§ Task goal
What follows is a set of records; give them all back exactly.

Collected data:
Segment Open

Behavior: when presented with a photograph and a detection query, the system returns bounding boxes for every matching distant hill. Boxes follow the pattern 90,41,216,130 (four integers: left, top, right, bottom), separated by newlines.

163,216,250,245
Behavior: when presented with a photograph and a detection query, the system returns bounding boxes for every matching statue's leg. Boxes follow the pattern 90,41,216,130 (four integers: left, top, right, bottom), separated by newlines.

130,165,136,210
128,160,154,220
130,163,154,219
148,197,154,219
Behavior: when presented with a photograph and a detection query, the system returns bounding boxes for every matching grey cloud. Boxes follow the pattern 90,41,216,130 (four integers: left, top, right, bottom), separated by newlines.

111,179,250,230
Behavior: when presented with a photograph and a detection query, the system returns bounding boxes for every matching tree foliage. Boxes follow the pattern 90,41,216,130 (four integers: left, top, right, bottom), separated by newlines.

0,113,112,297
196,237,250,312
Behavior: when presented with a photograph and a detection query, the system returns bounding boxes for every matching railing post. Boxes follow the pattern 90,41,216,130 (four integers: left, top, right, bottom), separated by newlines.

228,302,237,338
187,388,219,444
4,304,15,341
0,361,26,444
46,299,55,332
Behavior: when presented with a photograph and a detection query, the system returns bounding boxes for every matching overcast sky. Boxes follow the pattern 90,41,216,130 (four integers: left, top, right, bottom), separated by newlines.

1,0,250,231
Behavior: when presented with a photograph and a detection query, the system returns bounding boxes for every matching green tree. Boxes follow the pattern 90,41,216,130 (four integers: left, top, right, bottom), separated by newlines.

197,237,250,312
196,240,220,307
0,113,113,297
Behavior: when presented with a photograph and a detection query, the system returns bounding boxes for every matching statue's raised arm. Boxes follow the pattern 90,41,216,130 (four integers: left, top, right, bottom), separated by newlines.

Segment Closed

§ Output for this task
Behavior: when presented with a photograph and a detection query, the system returns bounding boxes for every matching distant hill. Boxes follow the pattern 90,41,216,130 (four integers: left, top, right, bottom), separated by newlines.

163,216,250,245
Behavior: when presented with a photograph and a detection query, the system returns bounding boxes for every matching statue's leg. Boxes follow the pattern 90,41,216,130 (four integers: left, top, right, bottom), separated by newlines.

130,165,136,210
128,160,154,220
130,163,154,219
148,197,154,219
Behavior: when presented with a photograph and a detection query, the system returns bounding boxes for every matching grey cloud. Boxes follow the pattern 90,41,216,130 (four integers: left, top, right, bottom), separated by newlines.

111,179,250,230
Behavior: when presented with a photograph and a detection query, the system returns bounding boxes for every matching tree foliage. Boxes follow the pattern 90,41,216,130 (four integers: left, top, right, bottom), separated by newlines.

0,113,112,297
196,237,250,312
Behavior: when presented with a photograph and a detection query, the system returns bounding boxes for every matching railing post. Boxes follow the pattern 90,41,216,130 (four integers: left, top, right, bottom), separated by newlines.

228,302,237,338
187,388,219,444
4,304,15,341
0,361,26,444
46,299,55,332
Behavior: when presented with a photograph and a detection query, the system returns bounding boxes for every matching overcast sky. Boxes follow the pattern 90,41,216,130 (four integers: left, top, right, bottom), separated by newlines.

1,0,250,231
Behavior: when presented with a photograph and a detection query, the system returns bounding boxes for every matching green tree. Boxes follow the pattern 90,41,216,130 (four integers: left, top, right, bottom), separated by newlines.

197,237,250,312
196,240,220,307
0,113,113,297
Behavior: when presented with a photograph and a detection query, the system returns bounding boxes for every matching statue's raised arm. Boxes follow the pattern 90,41,216,130 (four integers: left, top, right, bottom), separated by newlines.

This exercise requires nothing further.